### What is required
Transcribe the items below without any change, everything from the line containing "Note: point out the bridle" down to the line containing "point(67, 268)", with both of those lines included.

### Data records
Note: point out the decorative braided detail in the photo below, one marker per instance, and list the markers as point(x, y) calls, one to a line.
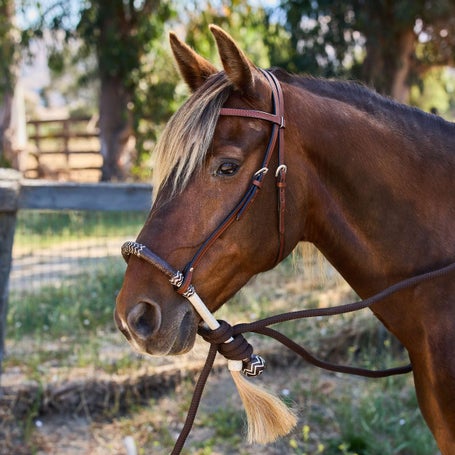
point(177, 279)
point(254, 367)
point(129, 248)
point(189, 292)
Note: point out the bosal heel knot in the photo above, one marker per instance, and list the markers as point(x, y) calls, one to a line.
point(234, 348)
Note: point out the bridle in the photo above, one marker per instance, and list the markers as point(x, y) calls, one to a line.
point(182, 280)
point(228, 339)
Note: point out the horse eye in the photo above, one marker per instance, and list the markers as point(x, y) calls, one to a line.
point(227, 169)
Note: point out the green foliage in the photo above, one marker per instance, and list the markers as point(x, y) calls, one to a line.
point(435, 92)
point(78, 307)
point(369, 40)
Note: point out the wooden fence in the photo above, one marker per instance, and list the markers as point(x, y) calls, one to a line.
point(63, 148)
point(18, 194)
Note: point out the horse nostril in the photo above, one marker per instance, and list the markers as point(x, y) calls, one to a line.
point(144, 319)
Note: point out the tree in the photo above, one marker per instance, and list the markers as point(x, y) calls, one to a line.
point(375, 41)
point(119, 32)
point(8, 73)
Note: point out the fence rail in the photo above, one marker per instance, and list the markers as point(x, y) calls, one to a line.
point(18, 194)
point(70, 138)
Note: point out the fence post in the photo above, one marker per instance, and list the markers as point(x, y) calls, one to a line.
point(9, 199)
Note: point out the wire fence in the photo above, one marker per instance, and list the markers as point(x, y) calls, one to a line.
point(53, 248)
point(67, 268)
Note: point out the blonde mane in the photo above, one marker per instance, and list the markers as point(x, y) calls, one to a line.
point(188, 135)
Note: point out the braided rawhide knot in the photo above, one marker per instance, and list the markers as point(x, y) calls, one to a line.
point(233, 347)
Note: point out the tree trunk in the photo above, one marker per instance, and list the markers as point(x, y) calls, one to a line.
point(8, 71)
point(116, 129)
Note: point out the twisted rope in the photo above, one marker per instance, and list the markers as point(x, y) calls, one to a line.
point(217, 339)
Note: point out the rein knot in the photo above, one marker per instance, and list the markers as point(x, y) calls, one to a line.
point(233, 347)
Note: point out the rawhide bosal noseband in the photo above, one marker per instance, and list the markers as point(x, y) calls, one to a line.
point(227, 339)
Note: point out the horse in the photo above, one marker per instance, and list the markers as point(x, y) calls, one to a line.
point(366, 180)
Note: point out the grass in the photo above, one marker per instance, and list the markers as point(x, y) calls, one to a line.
point(70, 326)
point(50, 227)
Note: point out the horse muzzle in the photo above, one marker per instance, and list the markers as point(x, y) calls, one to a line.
point(151, 332)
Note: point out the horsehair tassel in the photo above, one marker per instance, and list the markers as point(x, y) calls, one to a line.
point(268, 417)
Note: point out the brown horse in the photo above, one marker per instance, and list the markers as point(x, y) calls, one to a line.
point(369, 182)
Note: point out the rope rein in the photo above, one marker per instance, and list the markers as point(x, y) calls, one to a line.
point(230, 342)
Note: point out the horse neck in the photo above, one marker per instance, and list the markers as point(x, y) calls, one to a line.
point(378, 203)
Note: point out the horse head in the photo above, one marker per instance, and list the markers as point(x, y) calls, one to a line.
point(209, 168)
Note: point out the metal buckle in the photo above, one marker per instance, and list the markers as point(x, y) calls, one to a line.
point(261, 171)
point(281, 167)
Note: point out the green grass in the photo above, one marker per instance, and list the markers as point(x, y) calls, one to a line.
point(49, 227)
point(80, 305)
point(338, 415)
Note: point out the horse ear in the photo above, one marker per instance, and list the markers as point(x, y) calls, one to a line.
point(193, 68)
point(237, 66)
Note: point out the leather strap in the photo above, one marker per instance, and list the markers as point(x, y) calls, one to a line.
point(276, 141)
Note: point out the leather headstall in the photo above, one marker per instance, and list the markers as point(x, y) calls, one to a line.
point(276, 141)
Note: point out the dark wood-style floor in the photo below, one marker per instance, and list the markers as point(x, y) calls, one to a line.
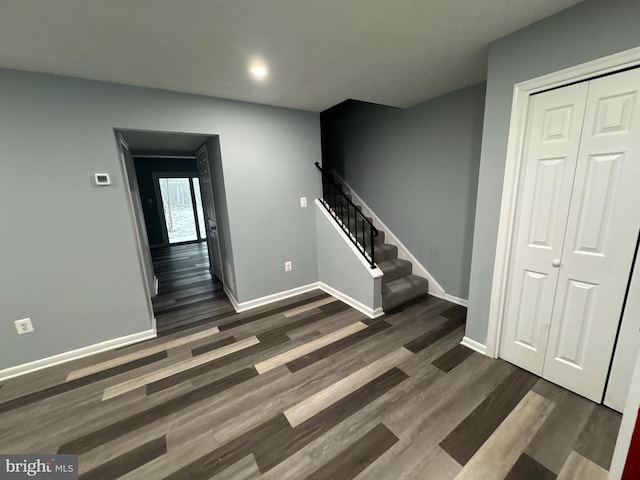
point(183, 279)
point(304, 388)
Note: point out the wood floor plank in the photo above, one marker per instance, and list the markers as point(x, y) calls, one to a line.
point(65, 387)
point(499, 453)
point(310, 407)
point(433, 336)
point(221, 419)
point(185, 375)
point(358, 456)
point(429, 412)
point(526, 468)
point(114, 362)
point(578, 467)
point(119, 466)
point(335, 347)
point(283, 444)
point(129, 385)
point(468, 437)
point(597, 440)
point(308, 347)
point(556, 439)
point(133, 422)
point(452, 358)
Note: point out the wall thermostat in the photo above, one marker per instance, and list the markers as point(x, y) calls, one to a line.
point(103, 179)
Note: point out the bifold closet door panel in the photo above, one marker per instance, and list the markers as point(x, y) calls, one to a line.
point(600, 241)
point(550, 153)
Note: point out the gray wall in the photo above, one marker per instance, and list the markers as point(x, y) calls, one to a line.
point(68, 257)
point(417, 169)
point(588, 31)
point(340, 267)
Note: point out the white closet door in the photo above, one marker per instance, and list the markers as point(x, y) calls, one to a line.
point(549, 162)
point(601, 234)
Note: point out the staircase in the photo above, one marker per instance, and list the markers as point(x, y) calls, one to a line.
point(399, 284)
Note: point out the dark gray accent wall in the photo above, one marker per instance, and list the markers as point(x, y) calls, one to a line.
point(417, 169)
point(216, 170)
point(590, 30)
point(68, 258)
point(145, 168)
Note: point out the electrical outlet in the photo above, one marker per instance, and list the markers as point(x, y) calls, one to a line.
point(24, 326)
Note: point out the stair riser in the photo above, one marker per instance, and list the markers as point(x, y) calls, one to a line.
point(396, 273)
point(386, 252)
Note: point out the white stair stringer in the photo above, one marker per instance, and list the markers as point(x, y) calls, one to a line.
point(435, 288)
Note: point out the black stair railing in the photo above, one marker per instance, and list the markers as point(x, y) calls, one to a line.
point(358, 228)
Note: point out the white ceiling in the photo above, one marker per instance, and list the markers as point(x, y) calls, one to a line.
point(320, 52)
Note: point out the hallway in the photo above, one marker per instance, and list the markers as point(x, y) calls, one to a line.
point(302, 388)
point(187, 292)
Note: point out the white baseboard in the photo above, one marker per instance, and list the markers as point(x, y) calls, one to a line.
point(369, 312)
point(258, 302)
point(36, 365)
point(435, 288)
point(473, 345)
point(457, 300)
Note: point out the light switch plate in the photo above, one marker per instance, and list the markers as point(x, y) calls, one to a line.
point(102, 179)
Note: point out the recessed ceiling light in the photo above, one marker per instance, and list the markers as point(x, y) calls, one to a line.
point(259, 71)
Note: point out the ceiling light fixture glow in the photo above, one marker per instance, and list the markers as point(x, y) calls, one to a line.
point(259, 71)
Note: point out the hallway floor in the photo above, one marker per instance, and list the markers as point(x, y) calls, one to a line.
point(184, 279)
point(303, 388)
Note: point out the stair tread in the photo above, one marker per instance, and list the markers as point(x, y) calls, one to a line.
point(402, 290)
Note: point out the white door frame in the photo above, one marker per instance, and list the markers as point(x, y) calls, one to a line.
point(519, 110)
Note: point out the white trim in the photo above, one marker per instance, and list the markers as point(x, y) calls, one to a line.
point(435, 288)
point(374, 272)
point(473, 345)
point(36, 365)
point(369, 312)
point(521, 93)
point(457, 300)
point(259, 302)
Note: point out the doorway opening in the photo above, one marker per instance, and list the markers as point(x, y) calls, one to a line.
point(174, 208)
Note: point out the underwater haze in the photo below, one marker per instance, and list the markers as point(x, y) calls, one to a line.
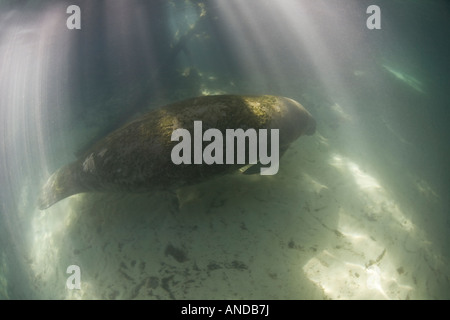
point(358, 210)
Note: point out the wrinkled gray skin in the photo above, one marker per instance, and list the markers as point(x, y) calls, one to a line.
point(137, 156)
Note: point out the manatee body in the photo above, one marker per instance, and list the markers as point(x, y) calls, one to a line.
point(137, 156)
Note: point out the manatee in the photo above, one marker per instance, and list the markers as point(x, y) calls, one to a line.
point(137, 156)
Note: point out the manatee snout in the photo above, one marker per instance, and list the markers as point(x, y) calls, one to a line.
point(311, 129)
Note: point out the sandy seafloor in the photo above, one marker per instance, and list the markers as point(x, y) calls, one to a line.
point(345, 218)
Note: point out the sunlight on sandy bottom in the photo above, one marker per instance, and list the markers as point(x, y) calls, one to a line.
point(365, 262)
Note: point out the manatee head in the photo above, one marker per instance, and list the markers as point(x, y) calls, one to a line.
point(296, 120)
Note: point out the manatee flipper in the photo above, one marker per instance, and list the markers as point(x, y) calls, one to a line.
point(256, 168)
point(60, 185)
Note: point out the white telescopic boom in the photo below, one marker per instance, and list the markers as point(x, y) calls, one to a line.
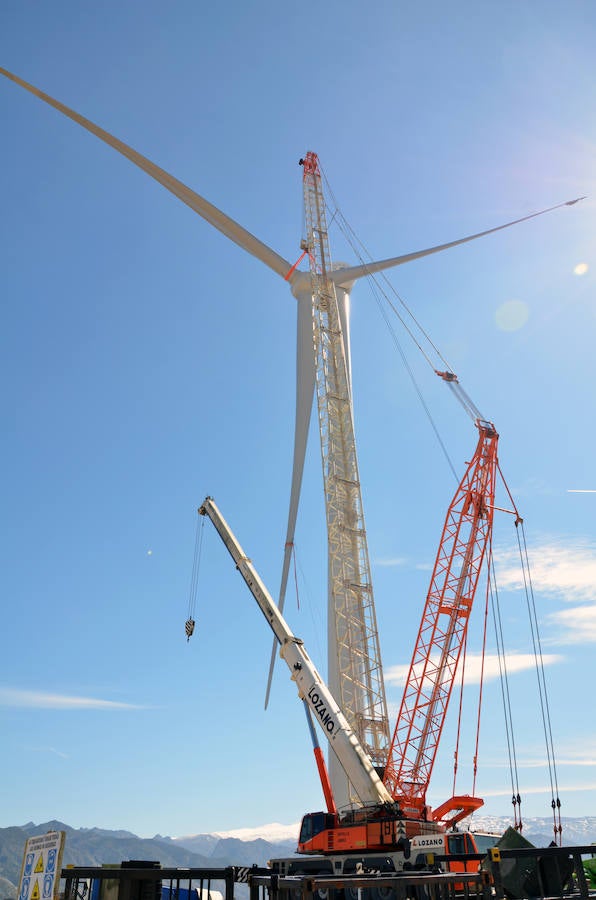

### The answer
Note: point out the bridle in the photo above, one marker per instance, and list the markers as point(x, y) calls, one to a line.
point(182, 280)
point(228, 339)
Note: point out the horse eye in the photo above, one marker per instance, and list the markers as point(x, y) calls, one to a line.
point(227, 169)
Note: point out the green foliage in the photo above, one marker per instance, and list the markers as point(x, y) calls, one to a line.
point(435, 92)
point(78, 307)
point(369, 40)
Note: point out the wooden fence in the photo above, one marker per instance, and list the markers as point(x, y) calls, one to a line.
point(63, 148)
point(18, 194)
Note: point out the horse nostril in the photo above, one marker per instance, and list the markers as point(x, y) calls, one to a line.
point(144, 319)
Note: point out the tree in the photo above, one marker per instance, and list the markers as point(x, y) calls, one to a line.
point(375, 41)
point(119, 32)
point(8, 73)
Note: point out the fence rail in the photo above, one marker per instance, and list the markers as point(x, y) calls, one to a line.
point(18, 194)
point(70, 138)
Note: point out the fence post in the photo above, one marker per instance, and list the markers as point(x, y) calls, one to a line.
point(9, 199)
Note: point out the wire fence in the photo above, one marker per instance, and list the markers as point(x, y) calls, one to a line.
point(53, 248)
point(67, 268)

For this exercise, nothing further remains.